Stored data entries:
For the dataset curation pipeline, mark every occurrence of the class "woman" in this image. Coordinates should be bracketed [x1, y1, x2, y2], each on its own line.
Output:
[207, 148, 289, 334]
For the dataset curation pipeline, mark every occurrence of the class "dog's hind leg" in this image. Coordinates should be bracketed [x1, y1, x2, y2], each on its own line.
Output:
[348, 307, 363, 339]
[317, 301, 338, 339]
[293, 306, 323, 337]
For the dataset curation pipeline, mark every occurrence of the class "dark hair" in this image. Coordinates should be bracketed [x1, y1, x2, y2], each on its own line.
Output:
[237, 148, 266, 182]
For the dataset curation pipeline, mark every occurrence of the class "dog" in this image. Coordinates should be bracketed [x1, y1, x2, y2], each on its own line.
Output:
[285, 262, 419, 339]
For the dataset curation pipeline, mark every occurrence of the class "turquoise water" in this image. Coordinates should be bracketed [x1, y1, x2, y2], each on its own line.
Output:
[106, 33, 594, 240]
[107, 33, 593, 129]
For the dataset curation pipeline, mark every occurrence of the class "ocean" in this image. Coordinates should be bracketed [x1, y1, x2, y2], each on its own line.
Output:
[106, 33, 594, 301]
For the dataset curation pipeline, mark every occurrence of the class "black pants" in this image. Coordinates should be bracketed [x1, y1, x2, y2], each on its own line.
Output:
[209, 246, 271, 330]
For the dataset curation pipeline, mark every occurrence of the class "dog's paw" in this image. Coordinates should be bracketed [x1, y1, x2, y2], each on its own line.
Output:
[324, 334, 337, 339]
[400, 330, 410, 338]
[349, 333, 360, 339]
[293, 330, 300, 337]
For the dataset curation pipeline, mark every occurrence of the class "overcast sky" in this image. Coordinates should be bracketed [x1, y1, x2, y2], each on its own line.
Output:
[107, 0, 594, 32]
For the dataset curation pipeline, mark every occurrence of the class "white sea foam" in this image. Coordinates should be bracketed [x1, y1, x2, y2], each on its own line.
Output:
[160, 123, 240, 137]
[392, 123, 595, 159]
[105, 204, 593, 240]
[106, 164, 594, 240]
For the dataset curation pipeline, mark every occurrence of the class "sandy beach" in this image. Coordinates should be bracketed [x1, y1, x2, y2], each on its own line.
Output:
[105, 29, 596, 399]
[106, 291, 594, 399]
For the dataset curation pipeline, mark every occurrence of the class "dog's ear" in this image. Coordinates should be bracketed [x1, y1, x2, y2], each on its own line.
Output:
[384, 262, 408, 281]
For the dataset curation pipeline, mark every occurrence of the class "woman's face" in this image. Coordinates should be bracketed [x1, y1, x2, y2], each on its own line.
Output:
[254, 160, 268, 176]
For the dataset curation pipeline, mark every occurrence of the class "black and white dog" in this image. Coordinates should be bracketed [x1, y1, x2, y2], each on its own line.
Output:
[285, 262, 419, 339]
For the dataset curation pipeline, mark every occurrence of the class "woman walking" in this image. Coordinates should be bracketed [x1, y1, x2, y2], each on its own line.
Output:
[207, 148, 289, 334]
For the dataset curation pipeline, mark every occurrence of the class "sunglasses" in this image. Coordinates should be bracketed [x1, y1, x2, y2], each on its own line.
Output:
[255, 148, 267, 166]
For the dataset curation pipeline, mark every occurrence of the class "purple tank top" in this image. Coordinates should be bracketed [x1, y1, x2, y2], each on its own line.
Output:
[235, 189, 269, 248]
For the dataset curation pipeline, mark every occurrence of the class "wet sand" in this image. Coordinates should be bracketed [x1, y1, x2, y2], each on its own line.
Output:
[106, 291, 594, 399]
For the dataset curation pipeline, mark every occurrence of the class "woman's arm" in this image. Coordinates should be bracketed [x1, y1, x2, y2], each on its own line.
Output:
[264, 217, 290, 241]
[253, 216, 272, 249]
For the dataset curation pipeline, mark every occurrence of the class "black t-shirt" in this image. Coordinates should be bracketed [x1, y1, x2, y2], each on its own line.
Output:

### Task brief
Copy each line of the entries in which the string "white" is found.

### Response
For the dataset curation pipeline, mark every occurrence of the class "white sea foam" in this image. Coordinates should be bracketed [x1, y1, x2, y2], each on its own line.
For the dataset curation pipeline, mark every occurrence of the class "black and white dog" in this image. Coordinates should be bracketed [x1, y1, x2, y2], each on its own line.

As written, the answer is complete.